#### [EXTRACT TO READ]
Re: [PATCH] Handle different bit_not_p in store merging (PR tree-optimization/78821)

2017-11-13 Thread Richard Biener
On Fri, 10 Nov 2017, Jakub Jelinek wrote:

> Hi!
> 
> This is something Uros requested in the PR, at least with BIT_NOT_EXPRs
> it is easy.  Previous store merging changes required that bit_not_p
> is equal on all stores in the group (in all 3 spots, i.e. on the result
> of BIT_{AND,IOR,XOR}_EXPR and on both of the operands).
> 
> This patch handles mixed values of that flag.  If none of the
> orig_stores have a particular bit_not_p set, then as previously nothing
> is inverted, if all of them have it set, then as previously we BIT_NOT_EXPR
> the particular SSA_NAME, and newly if there is a mix of false and true
> in a particular bit_not_p, we compute a mask and BIT_XOR_EXPR it, this
> invert only the bits that were bit_not_p and not the others.
> 
> Bootstrapped/regtested on x86_64-linux and i686-linux, ok for trunk?

Ok.

Thanks,
Richard.

> 2017-11-10  Jakub Jelinek  
> 
>   PR tree-optimization/78821
>   * gimple-ssa-store-merging.c (compatible_load_p): Don't require
>   that bit_not_p is the same.
>   (imm_store_chain_info::coalesce_immediate_stores): Likewise.
>   (split_group): Count precisely bit_not_p bits in each statement.
>   (invert_op): New function.
>   (imm_store_chain_info::output_merged_store): Use invert_op to
>   emit BIT_XOR_EXPR with a xor_mask instead of BIT_NOT_EXPR if some
>   but not all orig_stores have BIT_NOT_EXPR in the corresponding spots.

#### [INFORMATION SUPPLIED]

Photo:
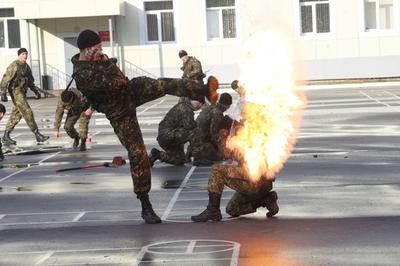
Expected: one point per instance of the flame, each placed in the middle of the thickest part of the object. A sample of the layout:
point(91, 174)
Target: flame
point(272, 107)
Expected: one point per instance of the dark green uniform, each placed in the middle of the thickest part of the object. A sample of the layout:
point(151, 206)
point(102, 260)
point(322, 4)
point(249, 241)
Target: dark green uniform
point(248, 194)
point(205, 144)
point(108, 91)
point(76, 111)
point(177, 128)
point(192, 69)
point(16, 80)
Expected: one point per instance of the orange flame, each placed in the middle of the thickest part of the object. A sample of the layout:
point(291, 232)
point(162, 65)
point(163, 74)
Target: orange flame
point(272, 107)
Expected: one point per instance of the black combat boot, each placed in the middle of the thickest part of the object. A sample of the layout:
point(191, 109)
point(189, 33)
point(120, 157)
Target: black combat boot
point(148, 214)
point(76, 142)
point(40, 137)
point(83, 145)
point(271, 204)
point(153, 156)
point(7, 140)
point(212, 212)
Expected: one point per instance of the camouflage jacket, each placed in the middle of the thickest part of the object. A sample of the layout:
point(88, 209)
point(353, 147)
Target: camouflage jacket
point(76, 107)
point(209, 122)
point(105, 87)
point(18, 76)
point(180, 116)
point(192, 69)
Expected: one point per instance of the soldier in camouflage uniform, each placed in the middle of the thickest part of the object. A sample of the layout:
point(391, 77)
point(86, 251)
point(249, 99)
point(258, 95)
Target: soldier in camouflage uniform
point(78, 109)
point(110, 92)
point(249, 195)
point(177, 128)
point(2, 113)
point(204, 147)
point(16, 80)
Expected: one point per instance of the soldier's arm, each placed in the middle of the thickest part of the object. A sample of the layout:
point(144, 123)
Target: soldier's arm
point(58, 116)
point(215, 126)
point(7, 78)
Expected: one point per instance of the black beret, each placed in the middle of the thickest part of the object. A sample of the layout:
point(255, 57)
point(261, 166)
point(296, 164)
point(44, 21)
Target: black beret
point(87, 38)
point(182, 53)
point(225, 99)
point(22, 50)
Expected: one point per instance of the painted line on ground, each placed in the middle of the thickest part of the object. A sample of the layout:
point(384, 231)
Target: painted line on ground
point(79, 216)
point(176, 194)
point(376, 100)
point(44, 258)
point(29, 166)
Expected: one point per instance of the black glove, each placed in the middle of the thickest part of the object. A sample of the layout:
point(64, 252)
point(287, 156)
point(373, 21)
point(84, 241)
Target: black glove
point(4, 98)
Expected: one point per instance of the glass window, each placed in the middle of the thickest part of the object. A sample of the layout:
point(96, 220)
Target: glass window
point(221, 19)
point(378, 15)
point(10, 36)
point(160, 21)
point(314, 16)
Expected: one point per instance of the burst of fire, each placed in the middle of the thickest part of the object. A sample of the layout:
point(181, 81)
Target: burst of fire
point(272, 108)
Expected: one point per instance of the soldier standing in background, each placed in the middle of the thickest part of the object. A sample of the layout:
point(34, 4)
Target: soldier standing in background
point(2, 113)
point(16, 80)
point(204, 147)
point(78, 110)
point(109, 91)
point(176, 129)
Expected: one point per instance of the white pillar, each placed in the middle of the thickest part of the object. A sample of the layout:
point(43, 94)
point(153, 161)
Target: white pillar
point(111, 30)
* * *
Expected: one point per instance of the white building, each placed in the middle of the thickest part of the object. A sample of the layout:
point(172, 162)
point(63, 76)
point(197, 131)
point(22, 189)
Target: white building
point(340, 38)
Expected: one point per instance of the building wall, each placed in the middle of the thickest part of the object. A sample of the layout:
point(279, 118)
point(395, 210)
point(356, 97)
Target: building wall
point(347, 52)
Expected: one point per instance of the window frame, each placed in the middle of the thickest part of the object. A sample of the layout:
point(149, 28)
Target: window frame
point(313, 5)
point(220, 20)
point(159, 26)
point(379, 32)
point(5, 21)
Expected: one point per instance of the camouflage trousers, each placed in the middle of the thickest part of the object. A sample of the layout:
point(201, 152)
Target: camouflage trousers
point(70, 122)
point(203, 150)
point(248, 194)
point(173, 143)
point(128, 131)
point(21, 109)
...
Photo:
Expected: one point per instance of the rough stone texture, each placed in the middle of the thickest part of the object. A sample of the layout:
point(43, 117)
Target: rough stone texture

#### [WORK TO DO]
- A) Copy every line of the records that contains the word "uniform".
- B) Continue the store-merging patch thread from its last line.

#### [TASK-BY-TASK RESULTS]
- A)
Expected: one point per instance of the dark green uniform, each placed in the middle of the thickest part of the object. A sample of the layout:
Target: dark green uniform
Expected: one point per instance of the soldier in camouflage uniform, each placed in the middle of the thickest part of the object. A sample of the layout:
Target: soldier in camouflage uniform

- B)
> 
>   * gcc.dg/store_merging_15.c: New test.
> 
> --- gcc/gimple-ssa-store-merging.c.jj 2017-11-10 08:04:49.0 +0100
> +++ gcc/gimple-ssa-store-merging.c2017-11-10 10:53:13.152731543 +0100
> @@ -1036,7 +1036,6 @@ compatible_load_p (merged_store_group *m
>  {
>store_immediate_info *infof = merged_store->stores[0];
>if (!info->ops[idx].base_addr
> -  || info->ops[idx].bit_not_p != infof->ops[idx].bit_not_p
>|| (info->ops[idx].bitpos - infof->ops[idx].bitpos
> != info->bitpos - infof->bitpos)
>|| !operand_equal_p (info->ops[idx].base_addr,
> @@ -1176,8 +1175,7 @@ imm_store_chain_info::coalesce_immediate
>Merge it into the current store group.  There can be gaps in between
>the stores, but there can't be gaps in between bitregions.  */
>else if (info->bitregion_start <= merged_store->bitregion_end
> -&& info->rhs_code == merged_store->stores[0]->rhs_code
> -&& info->bit_not_p == merged_store->stores[0]->bit_not_p)
> +&& info->rhs_code == merged_store->stores[0]->rhs_code)
>   {
> store_immediate_info *infof = merged_store->stores[0];
>  
> @@ -1496,16 +1494,14 @@ split_group (merged_store_group *group,
>total_orig[0] = 1; /* The orig store.  */
>info = group->stores[0];
>if (info->ops[0].base_addr)
> - total_orig[0] += 1 + info->ops[0].bit_not_p;
> + total_orig[0]++;
>if (info->ops[1].base_addr)
> - total_orig[0] += 1 + info->ops[1].bit_not_p;
> + total_orig[0]++;
>switch (info->rhs_code)
>   {
>   case BIT_AND_EXPR:
>   case BIT_IOR_EXPR:
>   case BIT_XOR_EXPR:
> -   if (info->bit_not_p)
> - total_orig[0]++; /* The orig BIT_NOT_EXPR stmt.  */
> total_orig[0]++; /* The orig BIT_*_EXPR stmt.  */
> break;
>   default:
> @@ -1514,7 +1510,12 @@ split_group (merged_store_group *group,
>total_orig[0] *= group->stores.length ();
>  
>FOR_EACH_VEC_ELT (group->stores, i, info)
> - total_new[0] += count_multiple_uses (info);
> + {
> +   total_new[0] += count_multiple_uses (info);
> +   total_orig[0] += (info->bit_not_p
> + + info->ops[0].bit_not_p
> + + info->ops[1].bit_not_p);
> + }
>  }
>  
>if (!allow_unaligned_load)
> @@ -1654,13 +1655,13 @@ split_group (merged_store_group *group,
>  
>if (total_orig)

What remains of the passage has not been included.